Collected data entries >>

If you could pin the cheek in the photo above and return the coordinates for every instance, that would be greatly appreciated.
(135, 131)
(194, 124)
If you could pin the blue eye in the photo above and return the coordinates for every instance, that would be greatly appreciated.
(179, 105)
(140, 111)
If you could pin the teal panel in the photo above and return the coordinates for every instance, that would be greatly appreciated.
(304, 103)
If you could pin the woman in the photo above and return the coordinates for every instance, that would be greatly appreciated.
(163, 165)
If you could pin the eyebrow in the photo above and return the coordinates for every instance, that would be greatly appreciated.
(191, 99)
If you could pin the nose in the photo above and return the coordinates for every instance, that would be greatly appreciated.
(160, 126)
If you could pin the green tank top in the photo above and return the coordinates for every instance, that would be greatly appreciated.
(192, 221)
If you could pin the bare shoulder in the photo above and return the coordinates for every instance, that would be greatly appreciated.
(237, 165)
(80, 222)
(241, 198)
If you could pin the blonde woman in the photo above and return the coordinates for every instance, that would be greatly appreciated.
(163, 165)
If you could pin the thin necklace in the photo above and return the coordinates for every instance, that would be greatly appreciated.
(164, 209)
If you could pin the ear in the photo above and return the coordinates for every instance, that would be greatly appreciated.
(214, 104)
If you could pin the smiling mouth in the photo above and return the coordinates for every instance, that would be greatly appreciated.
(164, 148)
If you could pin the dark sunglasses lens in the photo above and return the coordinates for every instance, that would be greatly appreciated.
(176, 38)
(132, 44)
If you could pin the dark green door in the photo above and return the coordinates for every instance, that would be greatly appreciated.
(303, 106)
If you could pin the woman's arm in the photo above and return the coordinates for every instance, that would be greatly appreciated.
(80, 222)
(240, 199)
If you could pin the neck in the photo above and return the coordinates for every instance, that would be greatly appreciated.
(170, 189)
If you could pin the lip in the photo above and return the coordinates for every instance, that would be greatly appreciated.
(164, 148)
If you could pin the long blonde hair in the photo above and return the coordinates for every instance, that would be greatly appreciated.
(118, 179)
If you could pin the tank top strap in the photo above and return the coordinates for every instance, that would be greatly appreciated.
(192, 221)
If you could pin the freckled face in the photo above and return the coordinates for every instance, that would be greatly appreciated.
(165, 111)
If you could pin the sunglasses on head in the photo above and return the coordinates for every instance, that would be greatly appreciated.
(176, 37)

What the task asks >> Print exactly the line containing "If you could pin the sunglasses" and every line after it through the end of the records above, and nothing else.

Response to this exercise >>
If you could pin the sunglasses on head in the photo above and return the coordinates for every instance, that would be greatly appreciated.
(176, 37)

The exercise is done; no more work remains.